SOURCE EXTRACT>
Required Software: MPlus (order the full version, try the free demo version)

"Mediation and Moderation"

Dr. Mark Gavin, West Virginia University

Course Description
Mediators and moderators are pervasive in organizational research. As theoretical frameworks advance, the specification and testing of mechanisms (or mediators) through which the effects of one variable on another are transmitted has become a central concern. Another primary concern of theory development is the specification and testing of boundary conditions (or moderators) that affect the nature (significance, magnitude and/or direction) of the relationship between variables. More recently there has been increased attention on the theoretical specification of models that incorporate both mediation and moderation, facilitated in no small part by advancements made in the analytical approaches for testing such effects. This course will provide an overview of the conceptual, methodological and statistical issues surrounding the investigation of mediators and moderators, as well as their combined dynamics. The short course will feature both lecture and hands-on components, including analytical demonstrations and exercises that focus on the testing (primarily using SPSS) of these effects.

Required Software: SPSS (free trial version)

"Introduction to Multilevel Analysis"

Dr. James LeBreton, Pennsylvania State University

Course Description
This course is aimed at faculty and students who are relatively new to multilevel theory, measurement, and analysis. It will review basic issues associated with the development and testing of multilevel theories. Although the focus will be on issues pertaining to multilevel theory and measurement (e.g., multilevel constructs, multilevel construct validation, aggregation and composition models), we will also discuss general issues associated multilevel analysis. Examples will be presented and discussed using both SPSS and HLM. The R package will be introduced, explained, and emphasized during this short course in preparation for the advanced short course in Session II. Specific topics will include:

  • Module 1: Multilevel Theory: Constructs, Inferences, and Composition Models
  • Module 2: Multilevel Measurement: Aggregation, Aggregation Bias, & Cross-Level Inference
  • Module 3: Multilevel Measurement: Estimating Interrater Agreement & Reliability
    • Examples using SPSS Software
  • Module 4: Multilevel Measurement and Multilevel Modeling: A Simple Illustration of Analyzing Composite Variables in Hierarchical Linear Models
    • Examples using SPSS, HLM, and R Software
  • Module 5: Wrap up and Final Q & A

Required Software: R ( download here ), SPSS ( free trial version ), HLM ( student version ),

"Introduction to R"

GIVEN EXERCISE 1> Decide whether each statement below agrees with the course descriptions, answering yes or no and quoting the deciding words: (a) The mediation and moderation course tests effects mainly with SPSS. (b) The multilevel analysis course is meant for people already experienced in multilevel analysis. (c) Module 3 of the multilevel course includes examples using HLM.
GIVEN EXERCISE 2> Extend the course descriptions, picking up right after the last line shown.

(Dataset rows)
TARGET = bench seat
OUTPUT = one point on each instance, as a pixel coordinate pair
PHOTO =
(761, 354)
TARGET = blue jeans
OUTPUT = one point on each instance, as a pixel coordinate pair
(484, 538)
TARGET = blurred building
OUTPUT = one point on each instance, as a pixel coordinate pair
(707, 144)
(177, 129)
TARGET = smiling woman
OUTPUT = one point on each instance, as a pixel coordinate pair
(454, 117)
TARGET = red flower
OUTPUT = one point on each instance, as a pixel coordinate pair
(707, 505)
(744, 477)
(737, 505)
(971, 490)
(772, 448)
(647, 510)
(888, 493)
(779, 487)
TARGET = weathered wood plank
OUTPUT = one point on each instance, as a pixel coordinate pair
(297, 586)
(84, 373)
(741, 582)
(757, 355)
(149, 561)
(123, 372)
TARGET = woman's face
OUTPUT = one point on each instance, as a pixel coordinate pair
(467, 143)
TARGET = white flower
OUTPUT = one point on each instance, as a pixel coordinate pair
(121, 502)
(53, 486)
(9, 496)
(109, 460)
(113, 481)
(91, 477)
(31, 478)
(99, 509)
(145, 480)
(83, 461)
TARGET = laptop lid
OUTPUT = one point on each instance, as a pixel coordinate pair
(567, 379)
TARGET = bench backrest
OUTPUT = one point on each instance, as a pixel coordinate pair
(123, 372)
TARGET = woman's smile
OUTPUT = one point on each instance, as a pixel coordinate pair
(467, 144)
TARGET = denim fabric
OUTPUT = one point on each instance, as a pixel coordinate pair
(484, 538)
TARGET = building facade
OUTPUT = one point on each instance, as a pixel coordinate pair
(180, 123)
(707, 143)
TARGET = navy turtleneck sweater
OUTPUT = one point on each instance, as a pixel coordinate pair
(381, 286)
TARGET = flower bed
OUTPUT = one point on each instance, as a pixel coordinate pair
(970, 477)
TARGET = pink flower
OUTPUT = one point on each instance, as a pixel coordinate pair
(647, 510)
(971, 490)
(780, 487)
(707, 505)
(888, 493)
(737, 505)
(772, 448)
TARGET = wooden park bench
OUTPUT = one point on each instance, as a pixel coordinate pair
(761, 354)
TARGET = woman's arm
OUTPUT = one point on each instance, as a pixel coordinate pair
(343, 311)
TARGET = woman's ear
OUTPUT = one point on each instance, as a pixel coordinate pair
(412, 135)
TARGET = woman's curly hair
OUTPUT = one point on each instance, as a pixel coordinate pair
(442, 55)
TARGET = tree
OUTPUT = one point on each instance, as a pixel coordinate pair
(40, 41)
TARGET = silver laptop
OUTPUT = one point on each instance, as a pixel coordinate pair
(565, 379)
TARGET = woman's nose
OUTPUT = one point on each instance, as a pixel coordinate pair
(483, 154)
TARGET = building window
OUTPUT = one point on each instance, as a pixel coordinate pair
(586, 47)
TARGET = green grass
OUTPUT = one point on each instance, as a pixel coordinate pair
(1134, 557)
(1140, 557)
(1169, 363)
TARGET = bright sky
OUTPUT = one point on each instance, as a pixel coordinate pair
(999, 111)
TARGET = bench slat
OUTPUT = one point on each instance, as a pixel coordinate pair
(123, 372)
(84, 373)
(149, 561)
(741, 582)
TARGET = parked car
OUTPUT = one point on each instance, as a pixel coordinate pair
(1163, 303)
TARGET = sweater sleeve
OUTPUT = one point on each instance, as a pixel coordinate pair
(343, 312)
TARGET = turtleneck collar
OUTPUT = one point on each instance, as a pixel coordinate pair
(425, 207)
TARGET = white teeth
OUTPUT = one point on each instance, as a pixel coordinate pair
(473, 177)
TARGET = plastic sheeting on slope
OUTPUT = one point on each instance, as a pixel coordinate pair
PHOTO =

OUTPUT 1>
(a) Yes: "focus on the testing (primarily using SPSS) of these effects"
(b) No: "aimed at faculty and students who are relatively new to multilevel theory, measurement, and analysis"
(c) No: "Examples using SPSS Software"

OUTPUT 2>
Dr. Scott Tonidandel, Davidson College

Course Description
This course will provide a gentle introduction to the R computing platform and the R-Studio interface. We will cover the basics of R such as importing and exporting data, understanding R data structures, and R packages. You will also learn strategies for data manipulation within R (compute, recode, selecting cases, etc.) and best practices for data management. We will work through examples of how to conduct basic statistical analyses in R (descriptive, correlation, regression, T-test, ANOVA) and graph those results. Finally, we will explore user-defined functions in R and lay the groundwork for understanding how to perform more complex analyses presented in later CARMA short courses.

Required Software: R (download here)

“Meta-Analysis and Systematic Reviews”

Dr. Michael McDaniel, Virginia Commonwealth University

Course Description
This course provides the participant with knowledge concerning the major meta-analysis models used in research in organizational science and other sciences. The course also details all steps in conducting a systematic review. Thus, this course is not solely a statistics/methods course but provides the participant with knowledge needed to conduct a meta-analysis and systematic review consistent with the Meta-Analysis Reporting Standards (MARS). Free software is made available to the participants and hands-on practice in the software is incorporated into the course. The course also addresses emerging topics in meta-analysis and systematic reviews including a detailed treatment of publication bias.

Required Software: R, RStudio *Note: Install R before installing RStudio*

"Introduction to Longitudinal Data Analysis "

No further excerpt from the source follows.